STATED GOAL
Translate this sentence from the caching text below into Spanish: "When the task runs, Flyte checks if a cache entry exists for the key."

** Start EXCERPTED TEXT **

Caching

Flyte 2 provides intelligent task output caching that automatically avoids redundant computation by reusing previously computed task results.

Overview

By default, caching is disabled.

If caching is enabled for a task, then Flyte determines a cache key for the task. The key is composed of the following:

• Final inputs: The set of inputs after removing any specified in the ignored_inputs.
• Task name: The fully-qualified name of the task.
• Interface hash: A hash of the task’s input and output types.
• Cache version: The cache version string.

If the cache behavior is set to "auto", the cache version is automatically generated using a hash of the task’s source code (or according to the custom policy if one is specified). If the cache behavior is set to "override", the cache version can be specified explicitly using the version_override parameter.

When the task runs, Flyte checks if a cache entry exists for the key. If found, the cached result is returned immediately instead of re-executing the task.

Basic caching usage

Flyte 2 supports three main cache behaviors:

"auto" - Automatic versioning

@env.task(cache=Cache(behavior="auto"))
async def auto_versioned_task(data: str) -> str:
    return transform_data(data)

With behavior="auto", the cache version is automatically generated based on the function’s source code. If you change the function implementation, the cache is automatically invalidated.

• When to use: Development and most production scenarios.
• Cache invalidation: Automatic when function code changes.
• Benefits: Zero-maintenance caching that “just works”.

You can also use the direct string shorthand:

@env.task(cache="auto")
async def auto_cached_task(x: int) -> int:
    return transform_data(data)

"override"

With behavior="override", you can specify a custom cache key in the version_override parameter. Since the cache key is fixed as part of the code, it can be manually changed when you need to invalidate the cache.

@env.task(cache=Cache(behavior="override", version_override="v1.2"))
async def manually_versioned_task(data: str) -> str:
    return transform_data(data)

• When to use: When you need explicit control over cache invalidation.
• Cache invalidation: Manual, by changing version_override.
• Benefits: Stable caching across code changes that don’t affect logic.

"disable" - No caching

To explicitly disable caching, use the "disable" behavior. This is the default behavior.

** End EXCERPTED TEXT **
** Start DATASET CONTENT **

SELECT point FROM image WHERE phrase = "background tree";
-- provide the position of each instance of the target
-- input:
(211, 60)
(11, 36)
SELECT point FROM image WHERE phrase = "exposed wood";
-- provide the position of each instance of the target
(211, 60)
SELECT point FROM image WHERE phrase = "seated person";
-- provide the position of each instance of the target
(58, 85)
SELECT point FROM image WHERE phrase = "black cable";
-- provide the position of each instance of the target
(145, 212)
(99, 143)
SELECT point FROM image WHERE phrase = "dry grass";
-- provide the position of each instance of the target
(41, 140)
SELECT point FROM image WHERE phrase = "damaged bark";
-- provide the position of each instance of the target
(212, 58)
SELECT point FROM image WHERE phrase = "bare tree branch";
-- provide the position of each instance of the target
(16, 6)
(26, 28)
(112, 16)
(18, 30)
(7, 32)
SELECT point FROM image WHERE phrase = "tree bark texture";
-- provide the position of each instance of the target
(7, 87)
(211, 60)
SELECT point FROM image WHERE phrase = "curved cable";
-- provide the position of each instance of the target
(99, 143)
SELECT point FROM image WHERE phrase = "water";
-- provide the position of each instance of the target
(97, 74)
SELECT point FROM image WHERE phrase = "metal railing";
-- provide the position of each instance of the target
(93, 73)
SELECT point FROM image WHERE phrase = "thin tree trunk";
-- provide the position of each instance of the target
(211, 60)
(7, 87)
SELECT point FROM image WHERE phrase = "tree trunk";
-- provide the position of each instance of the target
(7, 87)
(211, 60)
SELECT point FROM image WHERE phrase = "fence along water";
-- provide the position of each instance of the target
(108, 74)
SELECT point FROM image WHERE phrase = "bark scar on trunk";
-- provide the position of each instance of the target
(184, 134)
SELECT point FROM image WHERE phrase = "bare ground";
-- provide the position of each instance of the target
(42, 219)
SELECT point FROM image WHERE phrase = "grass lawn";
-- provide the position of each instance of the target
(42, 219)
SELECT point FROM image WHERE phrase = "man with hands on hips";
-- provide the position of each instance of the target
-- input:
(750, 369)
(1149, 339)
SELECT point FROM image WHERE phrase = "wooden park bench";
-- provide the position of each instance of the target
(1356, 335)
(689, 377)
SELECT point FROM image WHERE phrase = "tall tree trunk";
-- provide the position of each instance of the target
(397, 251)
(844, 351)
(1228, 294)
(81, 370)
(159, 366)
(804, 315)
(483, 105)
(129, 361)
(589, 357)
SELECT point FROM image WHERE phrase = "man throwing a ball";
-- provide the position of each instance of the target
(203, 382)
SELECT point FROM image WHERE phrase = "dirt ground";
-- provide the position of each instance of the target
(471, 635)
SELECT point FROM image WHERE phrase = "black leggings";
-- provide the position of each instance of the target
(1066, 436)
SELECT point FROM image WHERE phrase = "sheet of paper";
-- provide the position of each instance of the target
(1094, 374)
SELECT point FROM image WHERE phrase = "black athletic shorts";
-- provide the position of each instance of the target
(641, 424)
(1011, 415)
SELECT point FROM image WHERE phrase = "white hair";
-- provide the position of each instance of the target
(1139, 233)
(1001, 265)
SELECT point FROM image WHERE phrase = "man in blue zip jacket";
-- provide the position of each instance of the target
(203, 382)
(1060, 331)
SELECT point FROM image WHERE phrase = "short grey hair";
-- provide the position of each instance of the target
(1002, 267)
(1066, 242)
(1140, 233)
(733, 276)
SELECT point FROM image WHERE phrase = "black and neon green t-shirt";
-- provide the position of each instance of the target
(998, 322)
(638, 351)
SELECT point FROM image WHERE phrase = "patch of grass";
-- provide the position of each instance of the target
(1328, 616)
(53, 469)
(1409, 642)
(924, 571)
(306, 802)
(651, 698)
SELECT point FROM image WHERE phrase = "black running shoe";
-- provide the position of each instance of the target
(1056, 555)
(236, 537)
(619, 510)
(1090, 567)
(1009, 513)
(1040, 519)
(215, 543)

** End DATASET CONTENT **

WRITTEN RESPONSE
Cuando la tarea se ejecuta, Flyte comprueba si existe una entrada de caché para la clave.